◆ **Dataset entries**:
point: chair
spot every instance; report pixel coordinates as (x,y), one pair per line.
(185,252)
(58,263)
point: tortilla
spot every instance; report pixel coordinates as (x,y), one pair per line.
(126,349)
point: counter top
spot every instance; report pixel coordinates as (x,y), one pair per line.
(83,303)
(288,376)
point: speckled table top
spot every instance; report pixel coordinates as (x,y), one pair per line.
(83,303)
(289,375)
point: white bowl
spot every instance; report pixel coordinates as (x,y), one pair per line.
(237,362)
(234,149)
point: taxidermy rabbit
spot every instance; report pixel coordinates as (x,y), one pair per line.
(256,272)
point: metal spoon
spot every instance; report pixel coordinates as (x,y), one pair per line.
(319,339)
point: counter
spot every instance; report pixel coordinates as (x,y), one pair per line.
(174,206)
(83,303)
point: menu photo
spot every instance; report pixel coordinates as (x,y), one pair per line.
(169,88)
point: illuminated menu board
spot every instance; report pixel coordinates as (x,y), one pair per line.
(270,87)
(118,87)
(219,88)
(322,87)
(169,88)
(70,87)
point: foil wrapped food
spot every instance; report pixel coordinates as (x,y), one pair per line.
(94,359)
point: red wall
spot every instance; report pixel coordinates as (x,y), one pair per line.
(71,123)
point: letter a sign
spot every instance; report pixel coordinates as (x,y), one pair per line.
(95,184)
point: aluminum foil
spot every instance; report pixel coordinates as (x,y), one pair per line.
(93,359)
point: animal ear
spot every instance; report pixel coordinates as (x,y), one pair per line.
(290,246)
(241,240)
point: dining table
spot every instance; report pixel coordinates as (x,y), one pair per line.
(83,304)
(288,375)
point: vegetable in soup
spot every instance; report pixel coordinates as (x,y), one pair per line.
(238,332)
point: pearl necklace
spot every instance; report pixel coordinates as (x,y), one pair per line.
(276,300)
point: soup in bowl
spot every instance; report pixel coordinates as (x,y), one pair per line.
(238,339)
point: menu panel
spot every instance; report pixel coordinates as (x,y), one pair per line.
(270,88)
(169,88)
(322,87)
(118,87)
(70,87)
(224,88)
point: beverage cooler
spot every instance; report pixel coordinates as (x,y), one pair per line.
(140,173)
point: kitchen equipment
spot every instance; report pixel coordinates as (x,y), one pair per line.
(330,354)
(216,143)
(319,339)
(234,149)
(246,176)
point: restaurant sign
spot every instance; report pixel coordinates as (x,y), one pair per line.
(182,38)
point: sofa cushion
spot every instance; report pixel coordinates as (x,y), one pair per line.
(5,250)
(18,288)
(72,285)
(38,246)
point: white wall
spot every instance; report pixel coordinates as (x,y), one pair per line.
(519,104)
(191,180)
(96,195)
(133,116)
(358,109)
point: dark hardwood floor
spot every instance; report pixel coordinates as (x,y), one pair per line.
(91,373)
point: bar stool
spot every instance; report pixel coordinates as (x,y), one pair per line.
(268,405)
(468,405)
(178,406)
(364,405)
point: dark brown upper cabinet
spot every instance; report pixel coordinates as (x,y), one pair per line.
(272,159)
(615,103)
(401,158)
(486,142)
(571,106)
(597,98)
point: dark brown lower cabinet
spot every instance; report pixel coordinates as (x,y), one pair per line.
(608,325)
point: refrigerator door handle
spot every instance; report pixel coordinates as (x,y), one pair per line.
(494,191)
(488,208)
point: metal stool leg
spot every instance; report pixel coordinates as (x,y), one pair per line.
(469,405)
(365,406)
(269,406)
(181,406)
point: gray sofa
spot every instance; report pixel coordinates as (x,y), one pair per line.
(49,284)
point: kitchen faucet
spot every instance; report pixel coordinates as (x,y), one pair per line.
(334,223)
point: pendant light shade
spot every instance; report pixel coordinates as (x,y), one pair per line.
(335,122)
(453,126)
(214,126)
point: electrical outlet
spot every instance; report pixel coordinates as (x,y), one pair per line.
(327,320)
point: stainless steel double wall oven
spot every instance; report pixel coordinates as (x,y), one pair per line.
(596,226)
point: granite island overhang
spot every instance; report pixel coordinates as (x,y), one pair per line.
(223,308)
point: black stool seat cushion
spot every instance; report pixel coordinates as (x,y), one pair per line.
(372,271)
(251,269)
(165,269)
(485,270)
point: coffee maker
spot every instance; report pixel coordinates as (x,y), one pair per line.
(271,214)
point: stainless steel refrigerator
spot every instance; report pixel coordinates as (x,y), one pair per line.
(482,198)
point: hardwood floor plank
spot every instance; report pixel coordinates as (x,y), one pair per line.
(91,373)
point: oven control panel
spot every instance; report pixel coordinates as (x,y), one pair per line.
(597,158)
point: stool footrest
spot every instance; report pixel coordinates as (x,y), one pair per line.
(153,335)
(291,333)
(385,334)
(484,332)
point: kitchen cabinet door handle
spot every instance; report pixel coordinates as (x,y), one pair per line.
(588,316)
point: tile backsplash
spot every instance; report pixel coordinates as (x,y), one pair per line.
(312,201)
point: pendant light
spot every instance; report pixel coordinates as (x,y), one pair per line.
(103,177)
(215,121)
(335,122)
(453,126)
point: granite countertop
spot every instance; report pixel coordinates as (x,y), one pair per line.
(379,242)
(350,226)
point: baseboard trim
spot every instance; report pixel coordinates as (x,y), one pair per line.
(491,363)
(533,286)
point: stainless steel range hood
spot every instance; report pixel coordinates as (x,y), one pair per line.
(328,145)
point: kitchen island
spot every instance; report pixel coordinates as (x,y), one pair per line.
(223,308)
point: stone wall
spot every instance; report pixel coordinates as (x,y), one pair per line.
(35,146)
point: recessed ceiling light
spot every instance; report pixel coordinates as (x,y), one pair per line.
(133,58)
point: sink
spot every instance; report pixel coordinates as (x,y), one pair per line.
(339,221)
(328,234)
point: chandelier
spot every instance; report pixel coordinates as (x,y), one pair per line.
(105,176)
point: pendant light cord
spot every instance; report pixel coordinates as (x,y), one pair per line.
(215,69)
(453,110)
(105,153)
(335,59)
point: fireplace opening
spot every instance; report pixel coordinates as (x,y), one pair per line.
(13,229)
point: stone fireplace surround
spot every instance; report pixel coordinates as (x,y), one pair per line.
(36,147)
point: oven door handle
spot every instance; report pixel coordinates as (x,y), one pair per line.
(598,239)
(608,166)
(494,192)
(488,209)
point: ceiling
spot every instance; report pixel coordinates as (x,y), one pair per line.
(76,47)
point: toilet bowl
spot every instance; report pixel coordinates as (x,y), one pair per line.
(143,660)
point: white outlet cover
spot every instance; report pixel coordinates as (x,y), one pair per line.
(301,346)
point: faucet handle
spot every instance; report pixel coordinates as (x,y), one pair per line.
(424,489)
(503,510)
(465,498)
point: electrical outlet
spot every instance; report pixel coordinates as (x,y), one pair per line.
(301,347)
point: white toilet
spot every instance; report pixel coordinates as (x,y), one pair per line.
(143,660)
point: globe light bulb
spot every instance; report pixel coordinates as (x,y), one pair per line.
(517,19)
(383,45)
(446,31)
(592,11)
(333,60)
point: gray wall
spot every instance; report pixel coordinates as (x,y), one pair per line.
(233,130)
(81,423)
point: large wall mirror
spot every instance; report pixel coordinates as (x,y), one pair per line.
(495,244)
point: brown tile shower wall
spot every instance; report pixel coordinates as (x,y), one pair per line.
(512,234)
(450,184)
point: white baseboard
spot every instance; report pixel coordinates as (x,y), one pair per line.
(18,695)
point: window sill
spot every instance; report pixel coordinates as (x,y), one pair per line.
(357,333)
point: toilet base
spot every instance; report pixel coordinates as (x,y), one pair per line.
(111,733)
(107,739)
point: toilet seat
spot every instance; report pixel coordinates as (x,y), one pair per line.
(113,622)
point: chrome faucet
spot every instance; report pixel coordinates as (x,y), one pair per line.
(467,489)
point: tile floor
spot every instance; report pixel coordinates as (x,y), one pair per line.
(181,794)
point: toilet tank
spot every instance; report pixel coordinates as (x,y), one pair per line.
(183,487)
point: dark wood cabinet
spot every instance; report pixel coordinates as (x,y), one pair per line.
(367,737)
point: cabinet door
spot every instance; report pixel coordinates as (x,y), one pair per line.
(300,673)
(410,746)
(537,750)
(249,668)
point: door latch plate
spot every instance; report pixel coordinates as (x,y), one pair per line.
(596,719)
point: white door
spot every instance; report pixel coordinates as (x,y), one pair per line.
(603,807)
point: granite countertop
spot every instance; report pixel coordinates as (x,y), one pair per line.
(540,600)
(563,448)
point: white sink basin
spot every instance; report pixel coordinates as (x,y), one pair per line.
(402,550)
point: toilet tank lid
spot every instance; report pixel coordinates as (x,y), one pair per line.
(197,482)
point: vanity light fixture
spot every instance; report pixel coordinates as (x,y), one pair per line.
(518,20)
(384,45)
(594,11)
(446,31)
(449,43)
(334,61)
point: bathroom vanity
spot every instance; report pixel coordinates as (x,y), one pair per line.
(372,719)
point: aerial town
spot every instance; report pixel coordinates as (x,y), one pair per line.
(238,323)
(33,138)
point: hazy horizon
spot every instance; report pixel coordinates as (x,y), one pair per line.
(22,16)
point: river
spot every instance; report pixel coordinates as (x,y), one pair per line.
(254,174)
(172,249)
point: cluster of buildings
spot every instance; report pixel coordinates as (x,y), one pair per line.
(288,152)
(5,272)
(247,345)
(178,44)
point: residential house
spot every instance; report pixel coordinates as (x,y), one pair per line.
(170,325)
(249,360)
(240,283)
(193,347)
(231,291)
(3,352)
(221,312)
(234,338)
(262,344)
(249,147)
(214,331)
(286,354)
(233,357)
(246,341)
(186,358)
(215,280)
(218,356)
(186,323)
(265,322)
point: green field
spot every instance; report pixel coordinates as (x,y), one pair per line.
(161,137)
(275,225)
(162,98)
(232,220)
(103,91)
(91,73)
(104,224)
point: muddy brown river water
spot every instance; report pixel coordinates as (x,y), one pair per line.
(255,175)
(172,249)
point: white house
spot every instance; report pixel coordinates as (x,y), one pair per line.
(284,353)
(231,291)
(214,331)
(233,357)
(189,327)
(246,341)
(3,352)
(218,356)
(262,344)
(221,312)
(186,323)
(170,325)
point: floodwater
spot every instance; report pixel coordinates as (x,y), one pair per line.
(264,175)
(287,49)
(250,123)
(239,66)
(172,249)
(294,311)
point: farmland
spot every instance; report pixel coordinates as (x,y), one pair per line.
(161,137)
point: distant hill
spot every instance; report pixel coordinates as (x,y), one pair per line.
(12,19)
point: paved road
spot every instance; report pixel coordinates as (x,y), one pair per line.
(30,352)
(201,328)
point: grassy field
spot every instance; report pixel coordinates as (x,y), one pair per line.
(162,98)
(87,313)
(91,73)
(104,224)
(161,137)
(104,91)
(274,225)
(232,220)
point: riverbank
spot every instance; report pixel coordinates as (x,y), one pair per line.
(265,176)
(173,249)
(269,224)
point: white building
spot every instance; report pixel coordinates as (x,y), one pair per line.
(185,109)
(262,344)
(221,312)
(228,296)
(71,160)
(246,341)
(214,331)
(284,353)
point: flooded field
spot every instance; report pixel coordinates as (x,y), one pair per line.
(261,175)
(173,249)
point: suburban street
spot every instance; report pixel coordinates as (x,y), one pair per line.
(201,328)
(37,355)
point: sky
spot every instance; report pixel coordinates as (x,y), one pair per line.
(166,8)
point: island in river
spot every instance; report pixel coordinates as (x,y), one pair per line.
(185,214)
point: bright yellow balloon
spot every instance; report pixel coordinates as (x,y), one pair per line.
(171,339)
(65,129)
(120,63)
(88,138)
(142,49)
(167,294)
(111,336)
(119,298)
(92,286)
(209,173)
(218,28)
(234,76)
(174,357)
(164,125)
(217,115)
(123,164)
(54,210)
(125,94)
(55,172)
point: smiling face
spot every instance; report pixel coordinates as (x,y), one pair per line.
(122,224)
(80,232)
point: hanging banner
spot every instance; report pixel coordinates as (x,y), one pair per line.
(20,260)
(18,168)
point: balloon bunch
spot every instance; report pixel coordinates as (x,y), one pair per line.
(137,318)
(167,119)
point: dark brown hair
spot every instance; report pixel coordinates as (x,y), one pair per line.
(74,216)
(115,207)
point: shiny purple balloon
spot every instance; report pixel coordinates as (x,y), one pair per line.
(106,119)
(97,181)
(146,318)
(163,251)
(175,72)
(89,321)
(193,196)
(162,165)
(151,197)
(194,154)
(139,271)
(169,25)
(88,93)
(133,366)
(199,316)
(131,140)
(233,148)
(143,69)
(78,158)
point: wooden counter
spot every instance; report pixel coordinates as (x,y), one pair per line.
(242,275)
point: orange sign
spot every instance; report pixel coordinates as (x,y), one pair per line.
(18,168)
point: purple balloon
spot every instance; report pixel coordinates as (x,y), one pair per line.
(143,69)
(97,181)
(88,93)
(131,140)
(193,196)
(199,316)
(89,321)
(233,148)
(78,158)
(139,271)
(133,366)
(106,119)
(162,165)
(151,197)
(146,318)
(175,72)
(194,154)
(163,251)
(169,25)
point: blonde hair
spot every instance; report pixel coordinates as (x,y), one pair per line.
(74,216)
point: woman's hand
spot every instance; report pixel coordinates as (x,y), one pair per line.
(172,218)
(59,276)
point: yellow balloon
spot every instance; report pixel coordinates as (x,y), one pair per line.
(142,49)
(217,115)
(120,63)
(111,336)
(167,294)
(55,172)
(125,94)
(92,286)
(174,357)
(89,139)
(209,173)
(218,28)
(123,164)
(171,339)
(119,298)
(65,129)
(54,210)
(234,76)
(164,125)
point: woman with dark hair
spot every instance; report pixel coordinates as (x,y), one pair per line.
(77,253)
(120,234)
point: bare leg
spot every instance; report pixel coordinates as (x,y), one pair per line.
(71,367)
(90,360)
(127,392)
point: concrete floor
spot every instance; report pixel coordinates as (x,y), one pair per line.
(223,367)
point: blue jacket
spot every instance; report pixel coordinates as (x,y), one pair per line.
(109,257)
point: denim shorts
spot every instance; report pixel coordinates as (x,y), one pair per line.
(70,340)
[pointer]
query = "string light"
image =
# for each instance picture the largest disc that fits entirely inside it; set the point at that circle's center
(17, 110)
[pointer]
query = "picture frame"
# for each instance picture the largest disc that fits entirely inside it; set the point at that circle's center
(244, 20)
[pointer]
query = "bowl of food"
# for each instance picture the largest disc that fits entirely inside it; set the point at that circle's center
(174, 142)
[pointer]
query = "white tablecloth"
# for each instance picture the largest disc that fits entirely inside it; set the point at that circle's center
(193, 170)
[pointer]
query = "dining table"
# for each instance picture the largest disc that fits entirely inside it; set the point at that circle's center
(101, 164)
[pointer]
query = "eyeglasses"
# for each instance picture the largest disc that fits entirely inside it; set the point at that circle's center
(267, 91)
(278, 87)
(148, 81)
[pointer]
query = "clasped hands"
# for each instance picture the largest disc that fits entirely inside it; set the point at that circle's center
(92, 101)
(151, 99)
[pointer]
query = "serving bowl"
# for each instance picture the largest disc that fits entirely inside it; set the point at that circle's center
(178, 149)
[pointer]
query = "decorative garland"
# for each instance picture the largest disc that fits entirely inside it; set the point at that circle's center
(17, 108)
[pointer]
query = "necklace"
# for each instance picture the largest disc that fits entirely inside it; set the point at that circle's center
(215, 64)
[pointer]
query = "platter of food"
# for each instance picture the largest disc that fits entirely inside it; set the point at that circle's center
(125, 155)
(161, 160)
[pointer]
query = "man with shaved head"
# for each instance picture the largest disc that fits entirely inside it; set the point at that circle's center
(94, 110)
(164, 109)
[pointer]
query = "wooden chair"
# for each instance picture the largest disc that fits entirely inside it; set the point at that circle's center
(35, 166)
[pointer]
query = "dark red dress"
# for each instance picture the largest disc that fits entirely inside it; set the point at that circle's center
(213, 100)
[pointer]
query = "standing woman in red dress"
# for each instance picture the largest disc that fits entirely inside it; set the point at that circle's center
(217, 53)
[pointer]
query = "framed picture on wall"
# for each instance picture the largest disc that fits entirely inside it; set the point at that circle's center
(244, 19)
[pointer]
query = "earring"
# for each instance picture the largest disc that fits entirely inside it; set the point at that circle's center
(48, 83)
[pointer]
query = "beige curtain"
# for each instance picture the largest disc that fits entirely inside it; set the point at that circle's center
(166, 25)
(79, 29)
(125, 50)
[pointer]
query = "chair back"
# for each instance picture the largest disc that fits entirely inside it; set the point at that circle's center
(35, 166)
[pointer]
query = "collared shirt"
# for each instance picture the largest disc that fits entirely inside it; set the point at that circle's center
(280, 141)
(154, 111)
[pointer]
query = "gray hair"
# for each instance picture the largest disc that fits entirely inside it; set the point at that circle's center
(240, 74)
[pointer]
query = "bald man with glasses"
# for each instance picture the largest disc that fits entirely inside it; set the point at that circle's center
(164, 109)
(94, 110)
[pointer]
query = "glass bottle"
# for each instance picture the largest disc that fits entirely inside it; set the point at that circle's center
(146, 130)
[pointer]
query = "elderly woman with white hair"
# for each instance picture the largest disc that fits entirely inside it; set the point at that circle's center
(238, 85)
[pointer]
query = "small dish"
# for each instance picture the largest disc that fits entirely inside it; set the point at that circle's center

◆ **TASK REQUIREMENTS**:
Using only the entries above, output the line with "point: wooden counter", the line with "point: yellow balloon", and all lines between them, exactly as they stand.

◆ **COMPLETED TASK**:
point: wooden counter
spot every instance; report pixel coordinates as (x,y), one pair per line.
(242,275)
point: orange sign
spot every instance; report pixel coordinates as (x,y), one pair per line.
(18,168)
point: purple balloon
spot every instance; report pixel coordinates as (x,y), one pair per line.
(143,69)
(97,181)
(88,93)
(131,140)
(193,196)
(199,316)
(89,321)
(233,148)
(78,158)
(139,271)
(133,366)
(106,119)
(162,165)
(151,197)
(146,318)
(175,72)
(194,154)
(163,251)
(169,25)
point: blonde hair
spot every instance; report pixel coordinates as (x,y), one pair per line.
(74,216)
point: woman's hand
spot every instance; report pixel coordinates as (x,y), one pair per line.
(172,218)
(59,276)
point: yellow balloon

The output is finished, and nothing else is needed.